─── DATASET EXTRACT

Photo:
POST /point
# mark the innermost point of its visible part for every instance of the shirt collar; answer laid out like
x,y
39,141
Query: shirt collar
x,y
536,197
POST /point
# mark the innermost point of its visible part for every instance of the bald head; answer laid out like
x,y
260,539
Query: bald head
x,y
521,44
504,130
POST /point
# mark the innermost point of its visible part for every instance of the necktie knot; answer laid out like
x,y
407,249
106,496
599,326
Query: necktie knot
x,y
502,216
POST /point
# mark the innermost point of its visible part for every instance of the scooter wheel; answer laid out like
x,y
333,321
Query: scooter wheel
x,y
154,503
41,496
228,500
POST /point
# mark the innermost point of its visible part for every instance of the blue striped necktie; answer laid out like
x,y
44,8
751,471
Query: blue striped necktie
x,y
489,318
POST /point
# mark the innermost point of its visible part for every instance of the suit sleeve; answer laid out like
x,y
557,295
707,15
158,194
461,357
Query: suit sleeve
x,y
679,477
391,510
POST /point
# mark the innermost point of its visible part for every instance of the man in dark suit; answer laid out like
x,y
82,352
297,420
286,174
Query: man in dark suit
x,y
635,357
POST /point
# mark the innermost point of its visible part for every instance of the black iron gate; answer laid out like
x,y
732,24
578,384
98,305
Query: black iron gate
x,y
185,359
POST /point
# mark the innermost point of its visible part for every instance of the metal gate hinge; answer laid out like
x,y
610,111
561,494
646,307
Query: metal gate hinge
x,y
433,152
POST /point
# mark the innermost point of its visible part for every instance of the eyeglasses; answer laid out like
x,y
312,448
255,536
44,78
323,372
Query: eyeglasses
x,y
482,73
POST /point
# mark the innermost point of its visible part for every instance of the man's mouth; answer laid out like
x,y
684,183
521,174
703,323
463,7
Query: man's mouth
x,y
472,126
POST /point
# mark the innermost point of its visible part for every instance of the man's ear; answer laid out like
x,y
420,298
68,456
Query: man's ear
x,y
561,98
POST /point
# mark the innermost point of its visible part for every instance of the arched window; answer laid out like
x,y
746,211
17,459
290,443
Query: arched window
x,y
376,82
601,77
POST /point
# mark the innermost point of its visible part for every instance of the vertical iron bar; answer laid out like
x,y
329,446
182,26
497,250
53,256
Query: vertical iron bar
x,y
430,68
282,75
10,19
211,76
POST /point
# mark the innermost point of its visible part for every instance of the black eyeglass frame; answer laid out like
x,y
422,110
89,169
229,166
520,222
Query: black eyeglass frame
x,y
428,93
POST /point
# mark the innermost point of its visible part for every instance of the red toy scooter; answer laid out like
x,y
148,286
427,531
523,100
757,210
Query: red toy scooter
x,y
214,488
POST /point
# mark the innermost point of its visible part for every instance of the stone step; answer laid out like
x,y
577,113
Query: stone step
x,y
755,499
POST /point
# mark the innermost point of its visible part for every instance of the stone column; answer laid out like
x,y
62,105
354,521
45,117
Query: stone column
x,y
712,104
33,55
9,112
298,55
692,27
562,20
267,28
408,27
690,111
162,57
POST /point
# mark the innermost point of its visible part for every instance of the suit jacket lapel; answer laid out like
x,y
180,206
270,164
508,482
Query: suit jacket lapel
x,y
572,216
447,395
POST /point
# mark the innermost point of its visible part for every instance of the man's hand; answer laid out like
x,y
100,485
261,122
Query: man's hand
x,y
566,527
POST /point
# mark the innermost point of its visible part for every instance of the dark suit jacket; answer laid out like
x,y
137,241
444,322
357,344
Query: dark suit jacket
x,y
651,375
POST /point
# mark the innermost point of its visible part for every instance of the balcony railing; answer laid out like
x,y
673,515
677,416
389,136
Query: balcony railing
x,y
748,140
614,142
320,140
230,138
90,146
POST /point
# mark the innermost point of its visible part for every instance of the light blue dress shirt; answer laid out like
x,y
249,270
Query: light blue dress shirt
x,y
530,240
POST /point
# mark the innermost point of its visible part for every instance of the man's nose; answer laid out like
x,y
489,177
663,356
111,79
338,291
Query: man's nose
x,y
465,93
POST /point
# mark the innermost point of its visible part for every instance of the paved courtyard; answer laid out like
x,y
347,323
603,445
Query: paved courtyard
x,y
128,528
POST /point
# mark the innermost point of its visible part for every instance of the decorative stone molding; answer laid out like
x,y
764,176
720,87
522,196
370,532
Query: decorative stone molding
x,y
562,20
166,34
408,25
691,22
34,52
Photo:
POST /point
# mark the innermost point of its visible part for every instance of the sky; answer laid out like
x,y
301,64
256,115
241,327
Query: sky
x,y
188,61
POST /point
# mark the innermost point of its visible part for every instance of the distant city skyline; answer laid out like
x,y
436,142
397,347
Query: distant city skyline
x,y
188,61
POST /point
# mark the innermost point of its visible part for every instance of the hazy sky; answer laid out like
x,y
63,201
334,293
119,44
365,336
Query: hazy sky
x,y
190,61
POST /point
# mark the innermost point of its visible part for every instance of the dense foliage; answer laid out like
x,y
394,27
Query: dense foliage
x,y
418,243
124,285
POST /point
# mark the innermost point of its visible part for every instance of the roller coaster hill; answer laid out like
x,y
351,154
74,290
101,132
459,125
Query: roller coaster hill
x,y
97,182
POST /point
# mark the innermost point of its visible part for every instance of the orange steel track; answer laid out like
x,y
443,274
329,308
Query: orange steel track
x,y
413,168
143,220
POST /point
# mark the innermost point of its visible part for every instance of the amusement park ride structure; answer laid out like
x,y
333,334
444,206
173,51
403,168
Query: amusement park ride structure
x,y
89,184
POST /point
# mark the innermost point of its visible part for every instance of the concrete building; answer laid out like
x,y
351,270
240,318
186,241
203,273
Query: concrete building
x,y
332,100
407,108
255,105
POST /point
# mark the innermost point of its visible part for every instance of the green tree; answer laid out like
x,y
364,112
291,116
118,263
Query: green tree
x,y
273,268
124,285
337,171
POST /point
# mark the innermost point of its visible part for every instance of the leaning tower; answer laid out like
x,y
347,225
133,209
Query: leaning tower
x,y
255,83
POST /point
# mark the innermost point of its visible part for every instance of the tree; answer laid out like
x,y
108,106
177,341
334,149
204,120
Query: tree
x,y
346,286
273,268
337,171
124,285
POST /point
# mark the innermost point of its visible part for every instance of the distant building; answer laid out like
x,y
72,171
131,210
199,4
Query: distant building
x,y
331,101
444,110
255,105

──────

* WORK INSTRUCTIONS *
Write out the records above again, keeping each one identical to the original.

* RESULT OF THIS TASK *
Photo:
POST /point
# mark the innermost point of its visible part for every instance of the shirt collar; answer laid out like
x,y
39,141
Query: shirt collar
x,y
536,197
POST /point
# mark the innermost point of its visible part for every instance of the bald head; answer laid out like
x,y
260,539
Query: bald head
x,y
521,44
504,130
POST /point
# mark the innermost point of its visible part for every instance of the necktie knot; answer laid out like
x,y
407,249
106,496
599,326
Query: necktie knot
x,y
502,216
POST /point
# mark the innermost point of its visible part for every instance of the scooter wheel; answer laid out like
x,y
333,321
Query: scooter wheel
x,y
154,503
41,496
228,500
POST /point
# mark the innermost point of its visible part for every instance of the blue striped necktie; answer laid out like
x,y
44,8
751,471
Query: blue striped necktie
x,y
489,318
POST /point
# mark the innermost point of its visible part for every instance of the suit sleeve; answer laid out like
x,y
557,295
707,15
158,194
461,357
Query: suit sleeve
x,y
679,477
391,510
POST /point
# mark the innermost point of its visible part for every instance of the man in dark suit; answer laid out like
x,y
82,352
297,420
286,174
Query: man in dark suit
x,y
635,357
POST /point
# mark the innermost point of its visible part for every instance of the black iron gate; answer laid out like
x,y
732,24
578,384
98,305
Query: black iron gate
x,y
185,359
POST /point
# mark the innermost point of its visible part for every instance of the metal gate hinge; answer laid out like
x,y
610,111
561,494
646,307
Query: metal gate hinge
x,y
433,152
POST /point
# mark the innermost point of its visible part for every instance of the eyeglasses; answer laid out like
x,y
312,448
255,536
44,78
323,372
Query: eyeglasses
x,y
482,73
POST /point
# mark the innermost point of its visible part for every instance of the man's mouth; answer laid out like
x,y
684,183
521,174
703,323
463,7
Query: man's mouth
x,y
472,126
POST /point
# mark the innermost point of its visible part for every instance of the man's ear; answer laid out like
x,y
420,298
68,456
Query: man's ear
x,y
561,98
POST /point
# mark the innermost point of its visible part for every instance of the arched window; answer laid out like
x,y
746,211
17,459
290,443
Query: arched window
x,y
376,82
601,77
POST /point
# mark the innermost point of its visible part for every instance of the vertical iron bar; answer laid out like
x,y
329,446
182,26
497,250
53,256
Query: vertical iron bar
x,y
430,68
282,75
10,19
211,76
POST /point
# mark the innermost point of its visible part for every instance of the black eyeglass frame; answer laid out like
x,y
422,110
89,169
229,166
520,222
Query: black eyeglass frame
x,y
428,93
POST /point
# mark the innermost point of its visible part for every instance of the red toy scooter; answer laid out like
x,y
148,286
427,531
523,100
757,210
Query: red toy scooter
x,y
214,488
POST /point
# mark the innermost point of its visible part for every instance of the stone step; answer laid out like
x,y
577,113
Query: stone step
x,y
755,499
POST /point
# mark the innermost point of its visible part for every instance of the stone column; answer laid out like
x,y
62,105
354,521
45,117
Query: stone column
x,y
712,104
33,55
9,112
298,55
692,27
562,20
267,28
408,27
690,111
162,57
POST /point
# mark the innermost point of its visible part for every instance of the suit jacket lapel; answer laid out like
x,y
180,206
270,164
508,482
Query: suit jacket lapel
x,y
572,216
447,395
POST /point
# mark the innermost point of its visible part for every instance of the man's hand; answer laid out like
x,y
100,485
261,122
Query: man's hand
x,y
566,527
POST /point
# mark the innermost point of its visible part for every instance of the dark suit jacket; answer laid out like
x,y
137,241
444,322
357,344
Query: dark suit jacket
x,y
651,375
POST /point
# mark the innermost point of its visible part for every instance of the balcony railing; answer laid out like
x,y
673,515
677,416
389,136
Query: balcony railing
x,y
748,140
614,142
320,140
230,138
90,146
POST /point
# mark the innermost point of its visible part for every instance of the light blue dress shirt; answer laid out like
x,y
249,270
Query: light blue dress shirt
x,y
530,240
POST /point
# mark the innermost point of its visible part for every instance of the man's nose; answer laid out like
x,y
489,177
663,356
111,79
338,291
Query: man's nose
x,y
465,93
POST /point
# mark the innermost point of its visible part for every instance of the paved courtyard; answer laid out like
x,y
347,323
603,445
Query: paved courtyard
x,y
128,528
POST /point
# mark the innermost point of its visible part for every instance of the decorative stone molding; answer laid out like
x,y
764,176
720,87
522,196
370,532
Query: decorative stone molding
x,y
562,20
166,34
408,25
691,22
34,52
Photo:
POST /point
# mark the innermost point of its visible part for every instance of the sky; answer laid out like
x,y
301,64
256,115
241,327
Query: sky
x,y
188,61
POST /point
# mark the innermost point of its visible part for every instance of the distant city skyline; answer laid out like
x,y
436,142
397,347
Query: distant city skyline
x,y
188,61
POST /point
# mark the innermost point of its visible part for every instance of the hazy sky; answer laid out like
x,y
63,201
334,293
119,44
365,336
Query: hazy sky
x,y
190,61
POST /point
# mark the innermost point of its visible part for every instance of the dense foliage; answer laid out like
x,y
394,27
Query: dense foliage
x,y
418,243
124,285
POST /point
# mark the innermost point of its visible part for every instance of the roller coaster hill; answer laid out like
x,y
351,154
74,290
101,132
459,125
Query: roller coaster hill
x,y
97,182
POST /point
# mark the innermost point of its visible part for every instance of the orange steel track; answer laid out like
x,y
443,274
329,308
Query: orange steel track
x,y
413,168
143,220
POST /point
# mark the innermost point of its visible part for every instance of the amusement park ride structure; answer laid out like
x,y
333,334
444,206
173,51
403,168
Query: amusement park ride structure
x,y
89,184
POST /point
# mark the innermost point of its visible part for every instance of the concrete building; answer laid out like
x,y
351,270
240,318
186,241
203,273
Query: concrete building
x,y
332,100
407,108
255,105
POST /point
# mark the innermost point of its visible part for every instance of the green tree; answer laid out like
x,y
364,112
291,116
118,263
Query: green tree
x,y
273,268
124,285
337,171
POST /point
# mark the innermost point of its visible part for every instance of the leaning tower; answer laid out like
x,y
347,225
133,209
Query: leaning tower
x,y
255,83
POST /point
# mark the innermost point of its visible part for every instance of the tree; answer laid out like
x,y
108,106
177,341
334,149
204,120
Query: tree
x,y
346,286
273,268
337,171
124,285
POST /point
# mark the innermost point of its visible part for every instance of the distant building; answer laid out like
x,y
72,171
131,210
199,4
Query: distant building
x,y
331,101
444,110
255,105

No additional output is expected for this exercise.